[Start of Attachment]

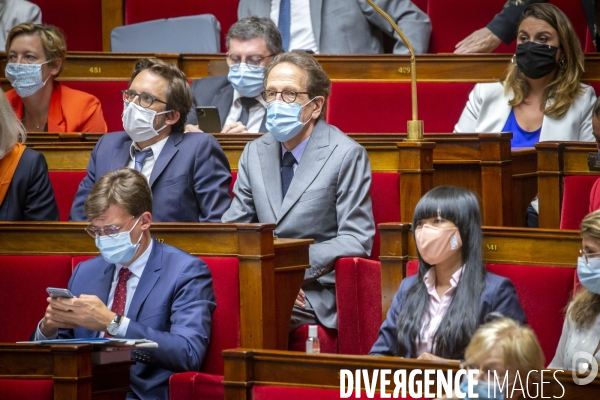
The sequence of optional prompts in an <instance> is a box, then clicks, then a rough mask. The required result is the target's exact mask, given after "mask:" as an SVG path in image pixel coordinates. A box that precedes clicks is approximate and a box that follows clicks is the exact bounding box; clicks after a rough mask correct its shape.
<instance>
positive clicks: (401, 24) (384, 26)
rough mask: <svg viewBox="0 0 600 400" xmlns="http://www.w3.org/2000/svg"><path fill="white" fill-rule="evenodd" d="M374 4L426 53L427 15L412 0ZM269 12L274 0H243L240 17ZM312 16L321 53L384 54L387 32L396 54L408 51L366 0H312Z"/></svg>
mask: <svg viewBox="0 0 600 400" xmlns="http://www.w3.org/2000/svg"><path fill="white" fill-rule="evenodd" d="M375 4H377V5H378V6H379V7H381V8H382V9H383V10H384V11H385V12H387V13H388V14H389V15H390V16H391V17H392V19H393V20H394V21H396V23H397V24H398V26H399V27H400V29H401V30H402V32H403V33H404V35H405V36H406V38H407V39H408V40H409V42H410V43H411V45H412V46H413V48H414V50H415V52H416V53H426V52H427V49H428V47H429V36H430V34H431V21H430V20H429V17H428V16H427V14H425V13H424V12H423V11H421V10H420V9H419V7H417V6H416V5H414V4H413V3H412V2H411V1H409V0H375ZM270 14H271V0H240V4H239V7H238V18H239V19H241V18H243V17H247V16H249V15H258V16H259V17H270ZM310 16H311V21H312V27H313V33H314V35H315V41H316V42H317V43H318V44H319V52H320V53H321V54H376V53H383V44H382V41H383V34H384V33H385V34H387V35H388V36H393V37H394V38H395V39H396V40H397V43H396V45H395V47H394V53H396V54H398V53H401V54H406V53H408V49H407V48H406V46H405V45H404V44H403V43H402V40H401V39H400V37H399V36H398V34H397V33H396V32H395V31H394V29H393V28H392V26H391V25H390V24H389V23H388V22H387V21H386V20H385V19H384V18H383V17H382V16H381V15H379V14H378V13H377V12H376V11H375V10H374V9H373V8H372V7H371V6H370V5H369V4H368V3H367V2H366V1H365V0H310Z"/></svg>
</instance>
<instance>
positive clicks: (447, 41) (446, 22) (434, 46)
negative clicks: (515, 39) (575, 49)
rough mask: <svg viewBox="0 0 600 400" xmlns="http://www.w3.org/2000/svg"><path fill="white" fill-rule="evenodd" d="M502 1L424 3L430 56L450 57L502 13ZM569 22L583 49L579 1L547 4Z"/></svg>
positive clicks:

[End of Attachment]

WORK TO COMPLETE: Using the entries above, return each line in which the word "positive" occurs.

RESULT FOR THIS TASK:
positive clicks: (401, 24) (384, 26)
positive clicks: (447, 41) (446, 22) (434, 46)
positive clicks:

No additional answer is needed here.